Vaughan Williams, Hugh and Elgar, BBC Proms

Vaughan Williams's Fantasia on a Theme by Thomas Tallis was neatly played, though the placement of the small orchestra at the back of the main band meant it came out as one wash of sound: couldn't they have put small orchestra in the middle of the Arena? That would have made an interesting musical experience.

Hugh Wood's Scenes from Comus was tightly played. Andrew Davis brought out the contrast between Wood's Viennese colours and the almost tonal world of early 20th Century. One could hear what was to come later in subsequent decades. This was the highligh of the concert.

Elgar's The Music Makers was in the second half. Dame Connolly's effort was noted, and the general ensemble of the choir and orchestra under Andrew Davis was fine. BUT I had a real issue with the work - it's Edwardian remix - the best of Elgar cobbled together for some much needed cash. The text, though well chosen, was fitted into a bunch of recycled tunes. It just sounded ever so dull…

Bruckner 8, Andris Nelsons and the Leipzig Gewandhaus Orchestra

Bruckner 8 Symphony was a gigantic piece of symphonic writing. What better to hear a mature and thoughtful Andris Nelsons conducting the Leipzig Gewandhaus Orchestra? The slow measured start gave rise to the hallmark relentlessness of the later Bruckner symphonies. Nelsons brought out the rising and falling phrases, and ensured the episodic chunks together form a coherent whole. The scherzo second movement was precise and at pace. Feierlich langsam (3rd movement) was subtle, mournful with a glimmer of light. The masculine sound for the brass section delivered a memorable finale

Stephen Hough plays Memdelssohn, BBC Proms

The stars of this Prom were Stephen Hough and Queen Victoria's own richly gilded piano made by Érard (1856). Hough played Mendelssohn's piano concerto no 1 with poise and pace. The Orchestra of the Age of Enlightenment under Ádám Fischer provided well balanced accompaniment. Though one could hear Hough was battling with an instrument that lacked a resonant upper register. The Érard sounded like a large fortepiano with good middle and lower register voice, but to modern ears that are used to Steinway Model Ds it sounded somewhat dull. The encore (Chopin Nocturne No 2 in E Flat) suited the keyboard much more - with a mellow sound one could imagine a musical soireé in a drawing room at Buckingham Palace. An interesting concert, memorable for different reasons.

Written tasks
1) In the concert reviews, which piece did Stephen Hough play as his encore?
2) Reproduce the concert reviews word for word, everything from "Vaughan Williams's Fantasia" down to "of the concert.".
3) Write what follows in the concert reviews, picking up after their final sentence.

Source excerpt
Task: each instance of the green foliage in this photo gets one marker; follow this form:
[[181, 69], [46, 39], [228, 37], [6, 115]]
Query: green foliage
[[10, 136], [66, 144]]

Replies
1) Chopin's Nocturne No 2 in E Flat.

2)
Vaughan Williams's Fantasia on a Theme by Thomas Tallis was neatly played, though the placement of the small orchestra at the back of the main band meant it came out as one wash of sound: couldn't they have put small orchestra in the middle of the Arena? That would have made an interesting musical experience.

Hugh Wood's Scenes from Comus was tightly played. Andrew Davis brought out the contrast between Wood's Viennese colours and the almost tonal world of early 20th Century. One could hear what was to come later in subsequent decades. This was the highligh of the concert.

3)
Joyce DiDonato sings Les Nuits d'été, BBC Proms

Young Benjamin Beckman's work (European premiere) Occidentalis turned out to be a fun piece confidently played by the The National Youth Orchestra of the US of A.

The real highlight of the concert was Joyce DiDonato singing Berlioz Les Nuits d'été. Not exactly a jolly set of songs, and DiDonato's voice painted a gloomy and dark world of longing and grieve. Her French text was superbly clear and the orchestra under Pappano's baton provided the lush orchestra backdrop.

The band than embakred on a mighty journey climbing up the Alps (Ein Alpensinfonie) - the sound was fresh, eager and above all enjoyed - in that I felt the players did enjoy playing this symphonic poem in the RAH. The brass section of the National Youth Orchestra of Great Britain was up in the gallery offering the off-stage effect: though one could hear a little competitiveness in their, hmm, dynamics. A fun Sunday morning that was.